Stored entries
------------

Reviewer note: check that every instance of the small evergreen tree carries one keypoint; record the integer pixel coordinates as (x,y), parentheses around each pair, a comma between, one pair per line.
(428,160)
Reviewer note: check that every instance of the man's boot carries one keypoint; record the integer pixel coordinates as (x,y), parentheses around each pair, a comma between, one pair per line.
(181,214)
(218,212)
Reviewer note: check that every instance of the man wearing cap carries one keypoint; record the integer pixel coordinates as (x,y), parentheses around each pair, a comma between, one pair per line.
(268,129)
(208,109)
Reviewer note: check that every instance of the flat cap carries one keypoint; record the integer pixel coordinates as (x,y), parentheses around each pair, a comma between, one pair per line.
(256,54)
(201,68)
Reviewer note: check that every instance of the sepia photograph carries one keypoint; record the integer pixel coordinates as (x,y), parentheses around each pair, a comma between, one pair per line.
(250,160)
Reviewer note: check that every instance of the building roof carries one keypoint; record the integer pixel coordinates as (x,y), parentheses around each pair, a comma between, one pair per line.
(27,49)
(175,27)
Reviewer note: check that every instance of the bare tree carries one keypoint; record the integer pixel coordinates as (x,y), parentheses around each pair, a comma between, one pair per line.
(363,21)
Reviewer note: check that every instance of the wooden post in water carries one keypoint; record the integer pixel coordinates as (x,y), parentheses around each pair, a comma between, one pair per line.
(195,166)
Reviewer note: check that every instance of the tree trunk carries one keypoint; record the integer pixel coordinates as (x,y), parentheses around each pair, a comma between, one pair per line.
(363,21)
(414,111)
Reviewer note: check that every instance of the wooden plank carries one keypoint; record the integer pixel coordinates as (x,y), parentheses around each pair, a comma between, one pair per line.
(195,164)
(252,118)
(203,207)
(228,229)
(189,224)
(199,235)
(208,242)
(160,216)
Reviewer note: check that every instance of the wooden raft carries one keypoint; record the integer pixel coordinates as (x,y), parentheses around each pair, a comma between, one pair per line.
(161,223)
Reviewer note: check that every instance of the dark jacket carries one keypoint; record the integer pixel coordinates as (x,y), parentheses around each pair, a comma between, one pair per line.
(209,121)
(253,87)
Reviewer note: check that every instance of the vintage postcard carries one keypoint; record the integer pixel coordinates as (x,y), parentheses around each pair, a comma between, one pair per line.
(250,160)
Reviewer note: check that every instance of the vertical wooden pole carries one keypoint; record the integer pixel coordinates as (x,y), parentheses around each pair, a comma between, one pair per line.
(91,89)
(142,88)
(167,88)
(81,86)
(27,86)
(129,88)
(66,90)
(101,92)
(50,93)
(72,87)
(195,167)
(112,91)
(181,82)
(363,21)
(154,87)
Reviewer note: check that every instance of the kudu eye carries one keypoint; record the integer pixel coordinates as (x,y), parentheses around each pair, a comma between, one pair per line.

------------

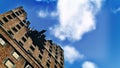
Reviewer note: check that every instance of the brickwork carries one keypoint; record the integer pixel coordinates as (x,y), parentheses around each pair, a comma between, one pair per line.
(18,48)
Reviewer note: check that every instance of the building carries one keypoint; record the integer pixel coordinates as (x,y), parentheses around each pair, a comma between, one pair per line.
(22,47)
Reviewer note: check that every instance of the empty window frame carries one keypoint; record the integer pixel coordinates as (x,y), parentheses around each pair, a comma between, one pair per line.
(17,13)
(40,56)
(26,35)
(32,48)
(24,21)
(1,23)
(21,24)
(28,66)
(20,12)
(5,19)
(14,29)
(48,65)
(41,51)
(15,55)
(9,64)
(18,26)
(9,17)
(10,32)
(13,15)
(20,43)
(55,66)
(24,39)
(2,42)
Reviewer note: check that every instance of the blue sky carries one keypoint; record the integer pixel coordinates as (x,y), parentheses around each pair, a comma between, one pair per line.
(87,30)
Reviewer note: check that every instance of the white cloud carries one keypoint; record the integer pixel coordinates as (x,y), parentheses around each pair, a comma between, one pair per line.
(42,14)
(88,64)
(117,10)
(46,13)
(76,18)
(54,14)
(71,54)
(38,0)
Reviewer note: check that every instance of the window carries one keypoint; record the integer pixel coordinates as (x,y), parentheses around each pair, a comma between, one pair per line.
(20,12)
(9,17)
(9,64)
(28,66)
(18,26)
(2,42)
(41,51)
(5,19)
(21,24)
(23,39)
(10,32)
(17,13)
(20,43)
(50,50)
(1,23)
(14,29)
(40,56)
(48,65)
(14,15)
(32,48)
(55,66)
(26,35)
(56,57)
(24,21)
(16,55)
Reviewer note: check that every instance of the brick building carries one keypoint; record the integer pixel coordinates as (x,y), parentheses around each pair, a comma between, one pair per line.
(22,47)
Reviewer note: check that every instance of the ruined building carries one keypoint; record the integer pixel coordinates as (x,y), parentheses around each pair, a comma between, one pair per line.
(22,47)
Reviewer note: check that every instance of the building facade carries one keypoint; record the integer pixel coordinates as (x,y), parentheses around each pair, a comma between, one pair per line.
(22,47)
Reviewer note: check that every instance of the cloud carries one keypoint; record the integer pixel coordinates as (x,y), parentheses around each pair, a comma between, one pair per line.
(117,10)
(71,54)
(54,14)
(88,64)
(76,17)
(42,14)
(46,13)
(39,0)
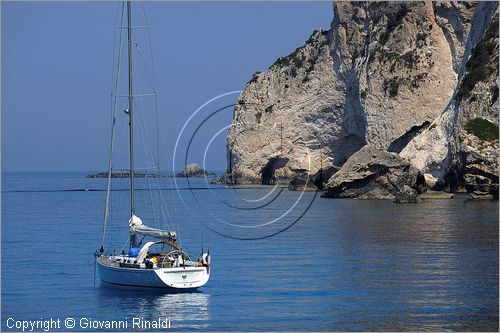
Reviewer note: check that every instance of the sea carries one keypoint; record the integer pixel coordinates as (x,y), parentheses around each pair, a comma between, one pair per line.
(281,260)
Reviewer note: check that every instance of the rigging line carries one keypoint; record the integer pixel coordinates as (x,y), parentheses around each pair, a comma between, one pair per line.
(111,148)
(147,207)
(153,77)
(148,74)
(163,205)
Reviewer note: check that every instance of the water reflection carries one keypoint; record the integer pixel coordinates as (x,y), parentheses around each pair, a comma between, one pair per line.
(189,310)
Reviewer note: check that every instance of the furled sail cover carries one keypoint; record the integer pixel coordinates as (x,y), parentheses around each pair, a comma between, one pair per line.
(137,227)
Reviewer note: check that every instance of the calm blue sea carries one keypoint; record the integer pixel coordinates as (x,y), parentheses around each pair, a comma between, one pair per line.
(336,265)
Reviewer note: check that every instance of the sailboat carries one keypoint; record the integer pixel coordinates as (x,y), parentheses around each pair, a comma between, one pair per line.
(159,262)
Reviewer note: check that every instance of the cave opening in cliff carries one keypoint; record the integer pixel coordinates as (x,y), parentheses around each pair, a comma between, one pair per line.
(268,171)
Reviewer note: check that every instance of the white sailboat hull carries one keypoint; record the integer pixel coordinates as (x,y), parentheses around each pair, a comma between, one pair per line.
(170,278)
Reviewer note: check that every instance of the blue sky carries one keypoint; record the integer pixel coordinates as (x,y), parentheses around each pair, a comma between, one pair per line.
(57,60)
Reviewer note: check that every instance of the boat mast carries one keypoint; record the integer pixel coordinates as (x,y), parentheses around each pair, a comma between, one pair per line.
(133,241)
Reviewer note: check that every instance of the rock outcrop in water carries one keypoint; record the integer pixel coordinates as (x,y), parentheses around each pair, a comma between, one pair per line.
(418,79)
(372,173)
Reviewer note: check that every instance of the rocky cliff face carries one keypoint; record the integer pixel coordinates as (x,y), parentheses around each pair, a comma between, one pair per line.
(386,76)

------------

> **EXERCISE OBJECTIVE**
Find every line in the listing that contains the word "window", and copy each of those lines.

> **TASK ANSWER**
Reviewer note: check that every instance of the empty window frame carries one keypoint; record the integer pixel coordinates as (x,y), parentheses around each pair, a comma between, one pair per line.
Reviewer note: check that every instance of the window carries one keypoint; record the integer pixel coordinates as (x,y), parentheses around each pair, a comma between, one pair per line.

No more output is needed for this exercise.